What you will do:
All the entries need to be duplicated exactly, with the pictures omitted.

--- START ---

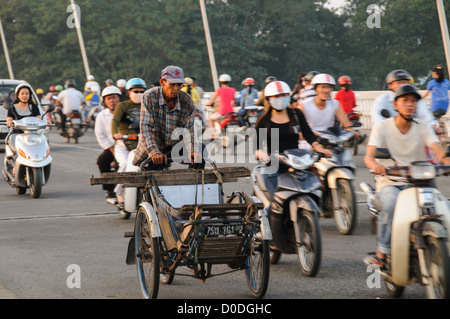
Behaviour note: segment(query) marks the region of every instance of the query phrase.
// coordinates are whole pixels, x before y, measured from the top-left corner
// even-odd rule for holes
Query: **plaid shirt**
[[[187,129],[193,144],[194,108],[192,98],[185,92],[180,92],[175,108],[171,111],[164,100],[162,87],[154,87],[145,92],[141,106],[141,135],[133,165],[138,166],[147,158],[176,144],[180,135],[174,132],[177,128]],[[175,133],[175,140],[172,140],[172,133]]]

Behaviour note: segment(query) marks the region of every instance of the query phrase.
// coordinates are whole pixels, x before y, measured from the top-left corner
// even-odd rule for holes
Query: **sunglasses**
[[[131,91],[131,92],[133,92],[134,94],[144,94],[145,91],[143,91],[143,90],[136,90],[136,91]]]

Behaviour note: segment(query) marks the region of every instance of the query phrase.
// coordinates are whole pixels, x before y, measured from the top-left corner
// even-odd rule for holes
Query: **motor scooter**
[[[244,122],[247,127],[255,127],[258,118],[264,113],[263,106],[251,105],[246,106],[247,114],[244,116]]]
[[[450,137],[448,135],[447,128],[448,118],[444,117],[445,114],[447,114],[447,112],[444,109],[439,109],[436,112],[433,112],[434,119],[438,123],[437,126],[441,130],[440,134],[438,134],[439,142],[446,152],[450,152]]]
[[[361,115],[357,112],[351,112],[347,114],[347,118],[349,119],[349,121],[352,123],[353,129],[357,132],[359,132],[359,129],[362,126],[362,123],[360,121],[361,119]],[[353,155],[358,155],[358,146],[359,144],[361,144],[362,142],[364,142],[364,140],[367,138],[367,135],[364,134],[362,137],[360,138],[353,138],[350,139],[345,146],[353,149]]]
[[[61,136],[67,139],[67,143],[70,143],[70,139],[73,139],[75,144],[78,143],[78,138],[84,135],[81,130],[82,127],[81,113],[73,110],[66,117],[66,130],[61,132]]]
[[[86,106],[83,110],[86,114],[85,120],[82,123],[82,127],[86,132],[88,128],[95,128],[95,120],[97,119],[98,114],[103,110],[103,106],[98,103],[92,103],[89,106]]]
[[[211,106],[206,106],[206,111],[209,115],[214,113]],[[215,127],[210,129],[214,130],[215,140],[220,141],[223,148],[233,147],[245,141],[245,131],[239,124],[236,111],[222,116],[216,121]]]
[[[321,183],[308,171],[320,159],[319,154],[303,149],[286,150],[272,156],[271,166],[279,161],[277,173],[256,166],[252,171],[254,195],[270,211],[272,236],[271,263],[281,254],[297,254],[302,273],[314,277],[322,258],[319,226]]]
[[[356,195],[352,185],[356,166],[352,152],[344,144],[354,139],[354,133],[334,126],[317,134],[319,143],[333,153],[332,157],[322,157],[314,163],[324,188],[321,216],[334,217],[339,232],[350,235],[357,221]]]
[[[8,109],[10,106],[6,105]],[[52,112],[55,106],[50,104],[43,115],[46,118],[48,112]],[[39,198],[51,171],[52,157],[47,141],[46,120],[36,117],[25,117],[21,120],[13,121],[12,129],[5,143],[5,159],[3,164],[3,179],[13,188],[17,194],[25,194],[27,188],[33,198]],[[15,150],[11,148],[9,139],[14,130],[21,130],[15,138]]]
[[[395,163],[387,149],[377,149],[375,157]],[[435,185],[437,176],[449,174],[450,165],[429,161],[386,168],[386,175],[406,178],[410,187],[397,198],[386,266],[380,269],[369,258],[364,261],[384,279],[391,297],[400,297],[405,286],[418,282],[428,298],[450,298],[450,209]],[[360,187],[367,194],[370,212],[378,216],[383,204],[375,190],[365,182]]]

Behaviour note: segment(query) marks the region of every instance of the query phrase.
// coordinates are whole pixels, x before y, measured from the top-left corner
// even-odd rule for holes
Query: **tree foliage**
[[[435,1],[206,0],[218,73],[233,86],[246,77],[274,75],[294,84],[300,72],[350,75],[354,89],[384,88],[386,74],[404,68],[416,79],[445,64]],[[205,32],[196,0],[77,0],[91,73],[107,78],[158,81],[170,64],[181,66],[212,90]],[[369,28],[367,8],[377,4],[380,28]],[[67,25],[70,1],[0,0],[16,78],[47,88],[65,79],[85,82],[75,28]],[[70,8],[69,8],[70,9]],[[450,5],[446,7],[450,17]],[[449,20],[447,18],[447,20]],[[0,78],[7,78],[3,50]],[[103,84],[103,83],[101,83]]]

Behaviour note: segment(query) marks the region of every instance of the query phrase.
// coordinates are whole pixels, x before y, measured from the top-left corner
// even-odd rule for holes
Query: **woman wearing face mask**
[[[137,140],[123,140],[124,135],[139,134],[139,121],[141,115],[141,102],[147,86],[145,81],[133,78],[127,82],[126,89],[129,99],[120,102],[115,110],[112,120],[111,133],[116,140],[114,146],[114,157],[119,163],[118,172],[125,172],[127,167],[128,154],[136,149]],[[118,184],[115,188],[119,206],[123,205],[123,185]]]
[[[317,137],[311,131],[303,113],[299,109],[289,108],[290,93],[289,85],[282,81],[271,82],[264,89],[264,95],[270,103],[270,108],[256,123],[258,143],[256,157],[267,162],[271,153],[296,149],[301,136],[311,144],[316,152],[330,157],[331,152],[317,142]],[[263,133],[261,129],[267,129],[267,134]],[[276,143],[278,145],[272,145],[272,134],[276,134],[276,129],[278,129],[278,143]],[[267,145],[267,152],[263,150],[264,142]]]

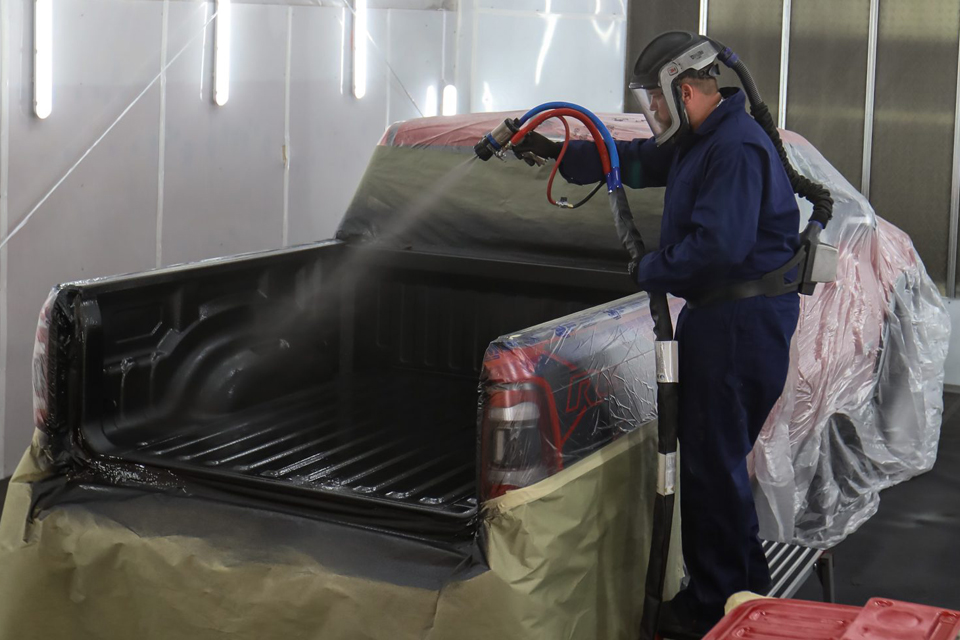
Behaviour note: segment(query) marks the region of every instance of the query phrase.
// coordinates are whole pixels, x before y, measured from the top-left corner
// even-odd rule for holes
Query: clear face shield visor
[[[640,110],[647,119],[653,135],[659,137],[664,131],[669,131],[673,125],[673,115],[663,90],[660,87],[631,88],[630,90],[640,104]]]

--- END ---

Response to this exercise:
Behaviour note: segment(query) marks the region of every instance of the query phrase.
// coordinates are whole pixels, x before y, measured from the top-left corner
// even-odd rule for holes
Query: **plaid shirt**
[[[187,129],[193,144],[194,108],[192,98],[185,92],[180,92],[175,108],[171,111],[164,100],[162,87],[154,87],[145,92],[141,106],[141,135],[133,165],[138,166],[147,158],[176,144],[180,135],[174,132],[177,128]],[[175,133],[175,140],[172,140],[172,133]]]

Behaviour note: segment(query) marks the region of every instance of the query phrase.
// coordinates are whole pixels, x before y, measured from the top-left corner
// even-odd rule for holes
Query: **sunglasses**
[[[131,91],[131,92],[133,92],[134,94],[144,94],[145,91],[143,91],[143,90],[136,90],[136,91]]]

Behaviour note: segment(query) marks the region of every instance of the query phrase.
// coordinates are whole pixels, x before y, measured from the top-left corner
// even-odd rule for holes
Query: **motor scooter**
[[[244,122],[247,127],[255,127],[258,118],[264,113],[263,106],[251,105],[246,106],[247,114],[244,116]]]
[[[450,137],[448,135],[447,128],[448,118],[444,117],[445,114],[447,114],[447,112],[444,109],[439,109],[436,112],[433,112],[434,119],[438,123],[437,126],[441,130],[440,134],[438,134],[439,142],[446,152],[450,152]]]
[[[361,115],[357,112],[351,112],[347,114],[347,118],[349,119],[349,121],[352,123],[353,129],[357,132],[359,132],[359,129],[362,126],[362,123],[360,121],[361,119]],[[353,155],[358,155],[358,146],[359,144],[361,144],[362,142],[364,142],[364,140],[367,138],[367,135],[364,134],[362,137],[360,138],[353,138],[350,139],[345,146],[353,149]]]
[[[61,136],[67,139],[67,143],[70,143],[70,139],[73,139],[75,144],[78,143],[78,138],[84,135],[81,130],[82,127],[81,113],[73,110],[66,117],[66,130],[61,132]]]
[[[86,106],[83,110],[86,114],[85,120],[82,123],[82,127],[86,132],[88,128],[95,128],[95,120],[97,119],[98,114],[103,110],[103,106],[98,103],[92,103],[89,106]]]
[[[211,106],[206,106],[206,111],[209,115],[214,113]],[[215,127],[210,129],[214,130],[215,140],[220,141],[223,148],[233,147],[245,141],[245,131],[239,124],[236,111],[222,116],[216,121]]]
[[[321,183],[308,171],[320,159],[319,154],[303,149],[286,150],[272,156],[271,166],[279,161],[277,173],[256,166],[252,171],[254,195],[270,211],[272,236],[271,263],[281,254],[297,254],[302,273],[314,277],[322,258],[319,226]]]
[[[356,195],[352,185],[356,166],[352,152],[344,144],[354,139],[354,133],[334,126],[317,134],[319,143],[333,153],[332,157],[322,157],[314,163],[324,188],[321,216],[334,217],[339,232],[350,235],[357,221]]]
[[[8,109],[10,106],[6,105]],[[52,112],[55,106],[50,104],[43,115],[46,118],[48,112]],[[39,198],[51,171],[52,157],[47,141],[46,120],[36,117],[25,117],[21,120],[13,121],[12,129],[5,143],[5,159],[3,164],[3,179],[13,188],[17,194],[25,194],[27,188],[33,198]],[[15,150],[11,148],[9,139],[14,130],[21,130],[15,138]]]
[[[395,163],[387,149],[377,149],[375,157]],[[435,185],[437,176],[449,174],[450,165],[429,161],[386,168],[386,175],[406,178],[410,187],[397,198],[386,266],[380,269],[369,258],[364,261],[384,279],[391,297],[400,297],[405,286],[418,282],[428,298],[450,298],[450,209]],[[360,187],[367,194],[370,212],[378,216],[383,204],[375,190],[365,182]]]

Behaviour note: segment(query) marks the region of every instance of the query phrase.
// coordinates are whole pixels, x before y, measured from the top-left corner
// even-odd rule for holes
Query: **tree foliage**
[[[435,1],[206,0],[218,73],[233,86],[246,77],[274,75],[294,84],[300,72],[350,75],[354,89],[384,88],[386,74],[404,68],[416,79],[445,64]],[[205,32],[196,0],[77,0],[91,73],[107,78],[158,81],[170,64],[181,66],[212,90]],[[369,28],[367,8],[377,4],[380,28]],[[67,25],[70,1],[0,0],[16,78],[47,88],[65,79],[85,82],[75,28]],[[70,8],[69,8],[70,9]],[[450,5],[446,7],[450,17]],[[449,20],[447,18],[447,20]],[[0,78],[7,78],[3,50]],[[103,84],[103,83],[101,83]]]

Behaviour note: segment(query) marks the region of every instance of the query phrase.
// coordinates are whole pixels, x before y, measured from the top-left corner
// even-odd rule for holes
Query: **woman wearing face mask**
[[[137,140],[123,140],[124,135],[139,134],[139,121],[141,115],[141,102],[147,86],[145,81],[133,78],[127,82],[126,89],[129,99],[120,102],[115,110],[112,120],[111,133],[116,140],[114,146],[114,157],[119,163],[118,172],[125,172],[127,167],[128,154],[136,149]],[[118,184],[115,188],[119,206],[123,205],[123,185]]]
[[[317,137],[311,131],[303,113],[299,109],[289,108],[290,93],[289,85],[282,81],[271,82],[264,89],[264,95],[270,103],[270,108],[256,123],[258,143],[256,157],[267,162],[271,153],[296,149],[301,136],[311,144],[316,152],[330,157],[331,152],[317,142]],[[263,133],[261,129],[267,129],[267,134]],[[276,143],[278,145],[272,145],[272,134],[276,134],[276,129],[278,129],[278,143]],[[267,145],[267,152],[263,150],[264,142]]]

Behaviour note: segment(query) marks the region of every instance of the query phrase.
// coordinates are whole pixels, x before y, measured from the top-left corner
// even-odd rule for holes
Query: clear face shield visor
[[[640,110],[647,119],[653,135],[659,137],[664,131],[669,131],[673,125],[673,115],[663,90],[660,87],[631,88],[630,90],[640,104]]]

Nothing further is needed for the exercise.